Aufgaben
1. Prüfe anhand der Besprechung des Romans Metropol, ob diese Aussagen zutreffen: (a) Der Roman erschien 2021. (b) Die Großmutter war aus Nazi-Deutschland geflohen. (c) Die Großmutter kam in den stalinistischen Säuberungen ums Leben. Antworte jeweils mit Ja oder Nein und zitiere die entscheidenden Worte wörtlich.
2. Gib aus der Besprechung des Romans Metropol den Abschnitt wortgetreu aus, der mit „Im Grunde gut, so“ anfängt und bis einschließlich „Menschheit verlieren könnte.“ reicht.

━━━ Zitierter Text

Mensch Stalin!
Ein Roman lässt die Schrecken und Absurditäten der stalinistischen Säuberungen wiederauferstehen.
Stalinismus? Diese Geschichte ist doch weit weg und lang vorbei!? So denken jedenfalls die meisten. Eugen Ruge schrieb indes einen beklemmenden Roman darüber, wie seine Großmutter die stalinistischen Säuberungen durch- und überlebte. Wer dabei gewesen ist, ist heute längst tot — so oder so. Freilich: Untote leben länger. Das gilt vielleicht auch für den Stalinismus. Metropol ist jedenfalls eine Leseempfehlung.
Im Grunde gut, so heißt Eine neue Geschichte der Menschheit, die jetzt viel gelobt wird (1). Und dann liest man Eugen Ruges Metropol, den 2021 erschienenen Roman. Es ist die Geschichte seiner Großmutter, die als Kommunistin aus Nazi-Deutschland geflohen war, als überzeugte Kämpferin für die gute, kommunistische Sache für die Komintern aktiv war und mit ihrem Mann in die stalinistischen Säuberungen hineingerät. Es ist eine „neue Geschichte“, bei der man den Glauben an die Menschheit verlieren könnte.

━━━━━━
━━━ Rohdaten

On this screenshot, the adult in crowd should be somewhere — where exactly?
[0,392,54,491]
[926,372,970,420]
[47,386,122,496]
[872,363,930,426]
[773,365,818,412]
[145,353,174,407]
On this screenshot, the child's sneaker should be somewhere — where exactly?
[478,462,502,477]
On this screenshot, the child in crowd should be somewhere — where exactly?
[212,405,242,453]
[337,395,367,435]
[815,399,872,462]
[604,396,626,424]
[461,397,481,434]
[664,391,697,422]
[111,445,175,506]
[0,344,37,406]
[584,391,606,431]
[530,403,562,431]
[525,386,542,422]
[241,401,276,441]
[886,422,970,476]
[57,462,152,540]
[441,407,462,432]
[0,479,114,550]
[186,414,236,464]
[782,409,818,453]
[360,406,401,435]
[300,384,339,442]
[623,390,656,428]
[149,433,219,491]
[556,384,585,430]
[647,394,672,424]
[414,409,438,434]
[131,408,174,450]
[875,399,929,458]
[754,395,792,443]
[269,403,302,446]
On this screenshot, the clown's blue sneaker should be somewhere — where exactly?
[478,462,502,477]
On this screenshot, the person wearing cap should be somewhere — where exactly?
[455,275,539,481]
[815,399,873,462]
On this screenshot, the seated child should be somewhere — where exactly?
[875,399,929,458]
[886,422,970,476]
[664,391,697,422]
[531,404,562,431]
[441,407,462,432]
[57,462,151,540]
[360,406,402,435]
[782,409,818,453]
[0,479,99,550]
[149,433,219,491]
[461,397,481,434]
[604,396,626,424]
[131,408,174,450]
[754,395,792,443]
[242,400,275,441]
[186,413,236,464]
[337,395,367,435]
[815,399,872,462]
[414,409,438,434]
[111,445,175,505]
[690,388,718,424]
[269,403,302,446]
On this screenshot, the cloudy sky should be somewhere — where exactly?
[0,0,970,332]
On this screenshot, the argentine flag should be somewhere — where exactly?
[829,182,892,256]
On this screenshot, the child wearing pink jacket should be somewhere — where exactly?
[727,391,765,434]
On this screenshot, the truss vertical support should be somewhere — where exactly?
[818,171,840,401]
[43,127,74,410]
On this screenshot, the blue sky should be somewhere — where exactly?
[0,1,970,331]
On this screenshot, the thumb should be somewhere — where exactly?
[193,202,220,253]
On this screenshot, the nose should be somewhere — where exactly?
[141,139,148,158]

━━━━━━

Ergebnisse
1.
(a) Ja: „den 2021 erschienenen Roman“
(b) Ja: „als Kommunistin aus Nazi-Deutschland geflohen war“
(c) Nein: „wie seine Großmutter die stalinistischen Säuberungen durch- und überlebte“

2.
Im Grunde gut, so heißt Eine neue Geschichte der Menschheit, die jetzt viel gelobt wird (1). Und dann liest man Eugen Ruges Metropol, den 2021 erschienenen Roman. Es ist die Geschichte seiner Großmutter, die als Kommunistin aus Nazi-Deutschland geflohen war, als überzeugte Kämpferin für die gute, kommunistische Sache für die Komintern aktiv war und mit ihrem Mann in die stalinistischen Säuberungen hineingerät. Es ist eine „neue Geschichte“, bei der man den Glauben an die Menschheit verlieren könnte.